_Problem set_.
**1.** According to the article, which two drivers will occupy the #64 GTO.R seats for the 2006 Rolex Series season?
**2.** Revise the article's passage starting with "The Racers Group" and going on through "with Andy Pilgrim.", putting "three weeks" in place of "two weeks".

------ Supplied text ------

# DC's Drift: 2006 TRG drivers for #64.



## 05GTO (Oct 6, 2004)

*DC's Drift: 2006 TRG drivers for #64.* 
FRIDAY 23RD DECEMBER 2005 
Crash.Net exclusive by DC Williams








The Racers Group will announce within the next two weeks that Paul Edwards and Kelly Collins will occupy the team's Pontiac-backed #64 GTO.R seats for the 2006 Rolex Series season, according to sources very close to the situation.

Edwards and Collins will be joined for the Rolex 24 by Edwards' occasional 2005-season team-mate Jan Magnussen along with Andy Pilgrim.

Pilgrim most recently raced a Cadillac in the SCCA GT World Challenge Driver's Cup, scoring eight top-five finishes on the way to a first-place points finish in 2005. Pilgrim has two Rolex 24 at Daytona winner’s watches: one earned in 2002 winning American GT class in the #09 Spirit of Daytona Corvette and in 2004 with Feeds The Need Racing’s #54 Pontiac-Doran DP.

One-time F1 driver Magnussen, named Danish Racing Driver of the Year 2005 by the Danish Racing Federation, has scored numerous wins in a plethora of car classes on two different continents since the Dane started racing, including three 2005 Rolex Series GT victories in the Pontiac GTO.R he shared with Edwards. Among Magnussen's victories are Corvette works wins at Le Mans and Petit Le Mans.

------ Data ------

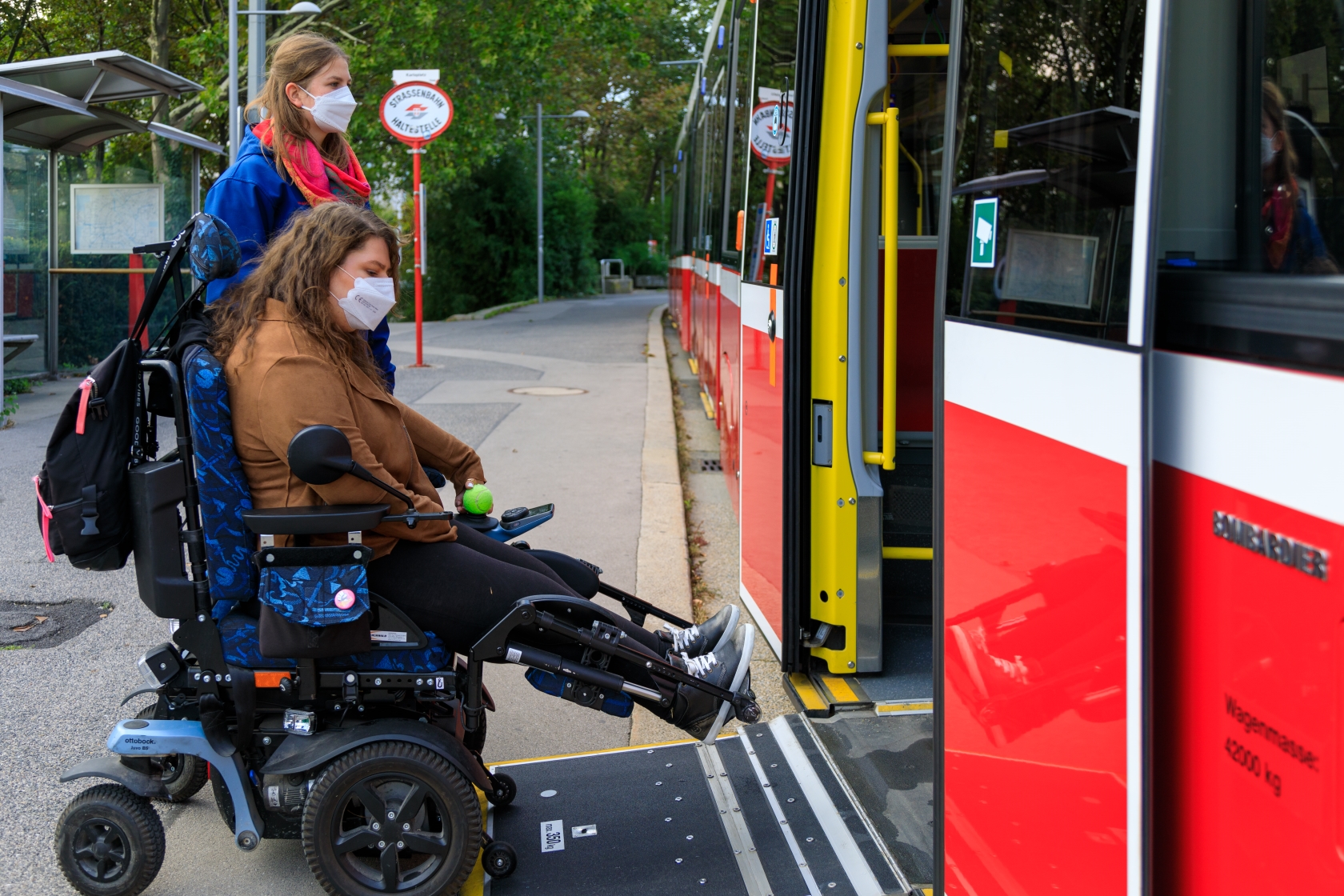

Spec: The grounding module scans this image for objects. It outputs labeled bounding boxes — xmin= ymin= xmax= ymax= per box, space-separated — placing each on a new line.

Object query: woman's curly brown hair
xmin=210 ymin=203 xmax=402 ymax=388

------

_Exercise responses_.
**1.** Paul Edwards and Kelly Collins

**2.**
The Racers Group will announce within the next three weeks that Paul Edwards and Kelly Collins will occupy the team's Pontiac-backed #64 GTO.R seats for the 2006 Rolex Series season, according to sources very close to the situation.

Edwards and Collins will be joined for the Rolex 24 by Edwards' occasional 2005-season team-mate Jan Magnussen along with Andy Pilgrim.